◆ **Texte fourni**:
● ● ●
Il soutient que la condition de la levée de l’option, définie par l’atteinte d’un encours sous gestion, est remplie, faisant valoir que le contrat d’option, dépourvu d’ambiguïté contrairement à ce qu’a considéré le tribunal, stipule que cet encours est constitué de l’encours de la société Otea capital et de ses filiales et de la somme des encours de gestion privée et de gestion collective et que le seuil de 90 millions d’euros a été atteint dès lors qu’au jour du contrat d’option, l’encours était de 130 millions d’euros et qu’à la levée de l’option, le 11 juillet 2019, il était de 280 millions d’euros selon les termes de sa lettre de licenciement et les encours globaux/brut de 315,565 millions d’euros en juin 2019. Il ajoute que la résiliation du contrat d’option par la société Otea capital est sans fondement, contractuel ou légal, ce contrat étant indépendant du contrat de travail et la levée d’option antérieure à la notification du licenciement.
Affirmant que la société Otea capital a manqué à son obligation de convoquer l’assemblée générale extraordinaire, M. [N] soutient qu’il y a urgence et qu’il a un intérêt légitime à demander la désignation d’un mandataire pour convoquer une assemblée générale sur le fondement de l’article L. 225-103 du code de commerce et qu’à défaut, il est fondé à demander une exécution en nature de l’obligation pesant sur la société Otea capital. Il ajoute qu’il n’a pu porter atteinte à l’affectio societatis en raison de sa qualité d’associé d’une société considérée par l’intimée comme concurrente alors que lui est déniée la qualité d’associé de la société Otea capital et que ce grief n’est pas établi.
● ● ●
◆ **Tâches**:
a - Comptez les lignes de la liste ci-dessous qui contiennent la chaîne « instance », en tenant compte de la casse, et donnez uniquement ce nombre.
b - Poursuivez le texte sur le litige avec la société Otea capital à partir de sa dernière phrase.
● ● ●
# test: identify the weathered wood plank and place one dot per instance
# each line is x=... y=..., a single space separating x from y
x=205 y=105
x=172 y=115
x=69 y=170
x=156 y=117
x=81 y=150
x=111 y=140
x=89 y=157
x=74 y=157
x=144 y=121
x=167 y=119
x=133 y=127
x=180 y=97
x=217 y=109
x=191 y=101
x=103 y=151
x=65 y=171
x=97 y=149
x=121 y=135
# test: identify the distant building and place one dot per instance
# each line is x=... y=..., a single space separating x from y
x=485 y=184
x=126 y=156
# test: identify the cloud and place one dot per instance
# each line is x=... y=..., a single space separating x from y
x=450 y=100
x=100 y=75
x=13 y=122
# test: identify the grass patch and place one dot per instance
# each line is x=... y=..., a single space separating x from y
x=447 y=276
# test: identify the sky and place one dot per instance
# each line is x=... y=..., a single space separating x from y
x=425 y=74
● ● ●
◆ **Résultats par tâche**:
a - 5

b -
M. [N] soutient par ailleurs que la résistance abusive de la société Otea capital justifie l’indemnisation de son préjudice constitué de la perte de la possibilité de percevoir des dividendes et de céder ses actions, alors que la société a changé de contrôle le 9 janvier 2023. Il évalue la perte de chance de percevoir des dividendes à 95 % de 13.000 euros et celle de réaliser une plus-value lors de la cession de contrôle à 95 % de 754.395 euros. Il réplique à l’intimée que cette dernière demande est recevable car elle tend aux mêmes fins que la demande d’indemnisation de la perte de chance de percevoir des dividendes et qu’elle en est le complément nécessaire du fait de la cession de contrôle intervenue en 2023, pendant l’instance d’appel.
Par dernières conclusions remises au greffe et notifiées par RPVA le 6 octobre 2023, la société Otea capital demande à la cour de confirmer le jugement entrepris, de déclarer irrecevables les demandes nouvelles de M. [N], de le débouter de l’ensemble de ses demandes, en tout état de cause de le condamner à lui payer la somme de 10.000 euros en vertu des dispositions de l’article 700 du code de procédure civile ainsi qu’aux dépens.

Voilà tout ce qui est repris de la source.